## [Stated task]
Rewrite the data below, substituting "nonzero" for "even-odd" and leaving all other text unchanged.

*** Records for this task

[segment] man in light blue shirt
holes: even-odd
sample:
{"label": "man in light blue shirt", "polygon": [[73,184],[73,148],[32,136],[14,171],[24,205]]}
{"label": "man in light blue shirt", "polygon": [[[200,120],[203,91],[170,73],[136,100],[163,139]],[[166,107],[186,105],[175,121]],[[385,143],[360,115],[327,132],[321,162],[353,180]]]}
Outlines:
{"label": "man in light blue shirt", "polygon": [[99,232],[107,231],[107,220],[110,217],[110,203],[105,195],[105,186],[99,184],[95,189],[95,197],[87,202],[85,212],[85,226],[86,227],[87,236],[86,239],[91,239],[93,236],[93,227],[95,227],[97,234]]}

******

## [Answer below]
[segment] man in light blue shirt
holes: nonzero
sample:
{"label": "man in light blue shirt", "polygon": [[73,184],[73,148],[32,136],[14,171],[24,205]]}
{"label": "man in light blue shirt", "polygon": [[[200,120],[203,91],[170,73],[136,100],[163,139]],[[166,107],[186,105],[175,121]],[[385,143],[360,115],[327,132],[321,162],[353,180]]]}
Outlines:
{"label": "man in light blue shirt", "polygon": [[99,232],[107,231],[107,220],[110,217],[110,203],[105,195],[105,186],[99,184],[95,189],[95,197],[87,202],[85,212],[85,226],[86,227],[87,236],[86,239],[91,239],[93,236],[93,227],[95,227],[97,234]]}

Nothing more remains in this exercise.